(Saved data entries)
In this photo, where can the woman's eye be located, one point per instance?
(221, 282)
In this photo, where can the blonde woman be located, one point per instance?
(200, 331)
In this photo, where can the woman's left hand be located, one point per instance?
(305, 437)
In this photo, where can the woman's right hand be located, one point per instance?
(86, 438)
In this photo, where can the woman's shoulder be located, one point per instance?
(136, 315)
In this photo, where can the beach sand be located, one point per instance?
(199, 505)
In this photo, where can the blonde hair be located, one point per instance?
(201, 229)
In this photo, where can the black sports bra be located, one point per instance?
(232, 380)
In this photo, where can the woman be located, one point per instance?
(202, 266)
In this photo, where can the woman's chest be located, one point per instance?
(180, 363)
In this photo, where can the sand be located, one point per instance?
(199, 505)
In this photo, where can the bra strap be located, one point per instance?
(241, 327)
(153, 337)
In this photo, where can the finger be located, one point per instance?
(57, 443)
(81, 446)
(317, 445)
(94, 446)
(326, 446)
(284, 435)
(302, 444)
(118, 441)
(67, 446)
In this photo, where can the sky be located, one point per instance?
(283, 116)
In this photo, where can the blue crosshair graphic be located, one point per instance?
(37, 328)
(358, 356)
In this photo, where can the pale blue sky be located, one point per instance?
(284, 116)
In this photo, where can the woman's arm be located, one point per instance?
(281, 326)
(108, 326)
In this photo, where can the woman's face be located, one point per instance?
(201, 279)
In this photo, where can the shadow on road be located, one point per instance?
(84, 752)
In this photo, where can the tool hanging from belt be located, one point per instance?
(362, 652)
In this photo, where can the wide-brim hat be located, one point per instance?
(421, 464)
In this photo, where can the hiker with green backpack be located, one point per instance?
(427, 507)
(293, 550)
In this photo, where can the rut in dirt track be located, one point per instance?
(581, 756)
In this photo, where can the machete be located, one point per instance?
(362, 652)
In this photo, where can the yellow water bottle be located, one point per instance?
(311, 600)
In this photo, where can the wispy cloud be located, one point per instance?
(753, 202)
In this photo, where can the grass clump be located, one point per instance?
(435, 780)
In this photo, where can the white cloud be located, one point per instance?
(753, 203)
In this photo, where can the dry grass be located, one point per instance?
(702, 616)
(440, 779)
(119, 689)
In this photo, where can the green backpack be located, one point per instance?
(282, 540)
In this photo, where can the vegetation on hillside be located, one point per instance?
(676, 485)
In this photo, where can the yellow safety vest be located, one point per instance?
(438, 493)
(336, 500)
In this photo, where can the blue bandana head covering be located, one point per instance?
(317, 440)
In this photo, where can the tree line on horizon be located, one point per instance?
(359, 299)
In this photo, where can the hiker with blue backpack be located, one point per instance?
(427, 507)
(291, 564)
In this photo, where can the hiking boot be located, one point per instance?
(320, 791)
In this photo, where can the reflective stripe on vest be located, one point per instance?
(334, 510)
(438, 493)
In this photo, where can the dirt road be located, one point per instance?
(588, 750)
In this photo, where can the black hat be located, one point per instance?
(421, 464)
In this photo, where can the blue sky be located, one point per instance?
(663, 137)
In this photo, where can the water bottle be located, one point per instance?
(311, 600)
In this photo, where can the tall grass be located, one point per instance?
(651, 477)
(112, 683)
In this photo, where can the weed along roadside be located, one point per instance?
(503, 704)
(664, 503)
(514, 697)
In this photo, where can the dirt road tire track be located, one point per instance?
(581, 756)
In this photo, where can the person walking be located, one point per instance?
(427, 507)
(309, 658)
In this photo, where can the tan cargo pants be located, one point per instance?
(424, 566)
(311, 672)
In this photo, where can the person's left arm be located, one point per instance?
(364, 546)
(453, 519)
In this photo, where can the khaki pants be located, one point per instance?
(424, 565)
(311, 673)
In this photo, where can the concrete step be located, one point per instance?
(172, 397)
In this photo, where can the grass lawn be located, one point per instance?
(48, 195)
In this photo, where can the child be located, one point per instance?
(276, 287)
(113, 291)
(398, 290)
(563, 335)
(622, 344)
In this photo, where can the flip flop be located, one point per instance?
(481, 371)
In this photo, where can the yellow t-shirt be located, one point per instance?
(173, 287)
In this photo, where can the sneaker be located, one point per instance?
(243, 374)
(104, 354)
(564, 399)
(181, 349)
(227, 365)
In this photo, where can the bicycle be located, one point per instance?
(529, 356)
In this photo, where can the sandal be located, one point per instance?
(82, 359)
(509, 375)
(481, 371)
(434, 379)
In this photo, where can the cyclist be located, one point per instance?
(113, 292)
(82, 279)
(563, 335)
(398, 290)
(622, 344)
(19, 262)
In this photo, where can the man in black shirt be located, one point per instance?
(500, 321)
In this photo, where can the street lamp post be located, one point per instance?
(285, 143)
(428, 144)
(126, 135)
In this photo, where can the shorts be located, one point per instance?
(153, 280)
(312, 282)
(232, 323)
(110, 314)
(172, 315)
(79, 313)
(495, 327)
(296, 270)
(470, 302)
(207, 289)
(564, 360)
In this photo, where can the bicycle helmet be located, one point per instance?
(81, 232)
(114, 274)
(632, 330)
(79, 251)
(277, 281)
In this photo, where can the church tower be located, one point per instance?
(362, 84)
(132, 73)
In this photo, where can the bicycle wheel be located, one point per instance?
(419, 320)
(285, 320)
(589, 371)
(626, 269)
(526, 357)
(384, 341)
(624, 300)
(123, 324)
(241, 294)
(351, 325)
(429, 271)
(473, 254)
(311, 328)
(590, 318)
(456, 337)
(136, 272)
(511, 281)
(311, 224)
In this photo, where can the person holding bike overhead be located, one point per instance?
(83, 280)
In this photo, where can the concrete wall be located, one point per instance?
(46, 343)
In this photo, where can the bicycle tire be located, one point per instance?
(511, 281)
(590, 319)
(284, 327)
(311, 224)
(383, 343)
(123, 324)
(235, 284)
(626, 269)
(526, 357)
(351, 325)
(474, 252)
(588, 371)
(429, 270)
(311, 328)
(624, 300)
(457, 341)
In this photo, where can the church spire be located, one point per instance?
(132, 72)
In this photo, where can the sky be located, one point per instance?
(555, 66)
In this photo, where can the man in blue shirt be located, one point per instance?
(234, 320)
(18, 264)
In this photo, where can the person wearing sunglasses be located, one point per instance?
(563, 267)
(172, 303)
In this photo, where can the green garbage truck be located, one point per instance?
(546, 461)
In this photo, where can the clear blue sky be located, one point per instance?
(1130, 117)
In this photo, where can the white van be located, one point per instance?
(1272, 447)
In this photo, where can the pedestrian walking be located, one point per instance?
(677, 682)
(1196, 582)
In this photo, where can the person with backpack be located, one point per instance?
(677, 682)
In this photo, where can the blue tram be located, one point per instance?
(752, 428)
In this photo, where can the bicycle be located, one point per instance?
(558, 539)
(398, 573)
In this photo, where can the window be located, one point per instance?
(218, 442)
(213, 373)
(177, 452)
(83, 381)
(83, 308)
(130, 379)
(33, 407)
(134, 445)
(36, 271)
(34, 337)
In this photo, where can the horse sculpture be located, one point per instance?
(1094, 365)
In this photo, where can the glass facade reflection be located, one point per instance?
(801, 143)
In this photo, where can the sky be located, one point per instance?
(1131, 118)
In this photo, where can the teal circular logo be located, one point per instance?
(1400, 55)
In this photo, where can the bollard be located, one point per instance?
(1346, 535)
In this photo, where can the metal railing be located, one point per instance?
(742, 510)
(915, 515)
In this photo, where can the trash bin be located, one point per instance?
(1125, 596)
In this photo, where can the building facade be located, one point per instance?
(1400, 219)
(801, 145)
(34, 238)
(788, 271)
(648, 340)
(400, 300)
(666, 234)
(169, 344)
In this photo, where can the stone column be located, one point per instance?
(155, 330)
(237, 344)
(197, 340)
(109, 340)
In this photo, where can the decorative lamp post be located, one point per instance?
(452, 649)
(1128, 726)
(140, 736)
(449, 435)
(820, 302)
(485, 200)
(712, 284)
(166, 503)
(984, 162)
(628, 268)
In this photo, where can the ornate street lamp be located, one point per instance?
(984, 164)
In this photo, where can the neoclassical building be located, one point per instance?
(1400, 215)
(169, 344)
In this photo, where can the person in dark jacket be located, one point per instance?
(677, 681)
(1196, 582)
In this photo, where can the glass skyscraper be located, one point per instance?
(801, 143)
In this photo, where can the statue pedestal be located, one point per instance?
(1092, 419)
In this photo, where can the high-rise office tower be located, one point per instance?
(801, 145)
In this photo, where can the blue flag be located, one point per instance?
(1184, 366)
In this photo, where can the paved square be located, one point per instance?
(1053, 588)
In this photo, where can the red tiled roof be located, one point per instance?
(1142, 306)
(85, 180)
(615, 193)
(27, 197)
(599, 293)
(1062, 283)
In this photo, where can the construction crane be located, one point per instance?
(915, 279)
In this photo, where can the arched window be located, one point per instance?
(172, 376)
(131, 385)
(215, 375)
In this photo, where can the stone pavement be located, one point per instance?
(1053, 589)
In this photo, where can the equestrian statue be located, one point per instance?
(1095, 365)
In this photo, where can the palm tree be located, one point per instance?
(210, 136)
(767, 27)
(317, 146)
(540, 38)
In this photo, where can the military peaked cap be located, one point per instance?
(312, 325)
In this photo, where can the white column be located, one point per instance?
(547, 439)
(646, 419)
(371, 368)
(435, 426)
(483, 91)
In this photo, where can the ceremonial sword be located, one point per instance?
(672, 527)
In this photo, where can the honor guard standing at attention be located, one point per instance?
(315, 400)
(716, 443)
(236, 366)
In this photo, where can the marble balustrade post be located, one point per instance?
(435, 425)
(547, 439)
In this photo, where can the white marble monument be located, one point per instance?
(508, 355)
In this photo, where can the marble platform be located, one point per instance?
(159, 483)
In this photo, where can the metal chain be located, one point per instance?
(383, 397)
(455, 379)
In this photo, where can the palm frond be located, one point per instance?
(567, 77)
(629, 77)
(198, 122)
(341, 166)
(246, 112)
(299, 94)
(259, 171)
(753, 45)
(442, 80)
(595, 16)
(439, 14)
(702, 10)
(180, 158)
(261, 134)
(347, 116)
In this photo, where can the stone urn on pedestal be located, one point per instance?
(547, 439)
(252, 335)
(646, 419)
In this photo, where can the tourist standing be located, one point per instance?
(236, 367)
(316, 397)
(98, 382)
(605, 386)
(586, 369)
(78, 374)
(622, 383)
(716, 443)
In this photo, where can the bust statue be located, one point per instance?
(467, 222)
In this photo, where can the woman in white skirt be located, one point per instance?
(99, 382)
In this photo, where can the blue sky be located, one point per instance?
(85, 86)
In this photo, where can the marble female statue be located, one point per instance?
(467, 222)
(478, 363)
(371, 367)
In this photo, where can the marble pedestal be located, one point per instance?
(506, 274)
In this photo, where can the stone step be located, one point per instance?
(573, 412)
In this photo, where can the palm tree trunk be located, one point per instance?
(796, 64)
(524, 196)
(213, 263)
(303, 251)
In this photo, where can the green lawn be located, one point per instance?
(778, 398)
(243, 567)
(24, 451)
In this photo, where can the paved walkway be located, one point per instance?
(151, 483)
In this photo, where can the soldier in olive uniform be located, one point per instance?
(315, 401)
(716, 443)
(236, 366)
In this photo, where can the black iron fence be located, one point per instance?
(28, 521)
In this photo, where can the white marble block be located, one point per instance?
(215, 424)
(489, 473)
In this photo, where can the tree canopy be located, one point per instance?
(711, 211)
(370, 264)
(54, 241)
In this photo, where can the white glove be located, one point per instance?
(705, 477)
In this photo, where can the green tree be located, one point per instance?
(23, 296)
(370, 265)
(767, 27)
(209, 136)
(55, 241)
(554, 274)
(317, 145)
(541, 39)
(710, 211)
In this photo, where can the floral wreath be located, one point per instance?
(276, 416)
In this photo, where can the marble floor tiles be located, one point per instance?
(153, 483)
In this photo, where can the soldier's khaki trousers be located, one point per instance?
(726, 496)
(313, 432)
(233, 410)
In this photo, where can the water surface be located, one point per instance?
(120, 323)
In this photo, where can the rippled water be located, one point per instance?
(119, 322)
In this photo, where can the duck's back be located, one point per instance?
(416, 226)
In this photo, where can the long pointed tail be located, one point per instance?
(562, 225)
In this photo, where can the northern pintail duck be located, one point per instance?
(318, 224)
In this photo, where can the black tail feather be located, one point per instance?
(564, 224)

● **Aim**
Nothing but the lines from the line with "In this photo, where can the marble floor" to the last line of the listing above should appear; please retype them exactly, both ends included.

● **Complete response**
In this photo, where can the marble floor tiles be located, one point per instance?
(153, 483)
In this photo, where can the soldier's khaki trousers be located, one point per instance?
(726, 496)
(313, 432)
(233, 410)
In this photo, where can the water surface be located, one point per instance?
(120, 323)
In this photo, where can the rippled water be located, one point per instance?
(119, 322)
In this photo, where can the duck's back be located, one point per instance?
(416, 226)
In this photo, where can the long pointed tail be located, one point per instance?
(562, 225)
In this photo, where can the northern pintail duck be located, one point per instance?
(318, 224)
In this photo, where can the black tail feather be located, one point per instance?
(564, 224)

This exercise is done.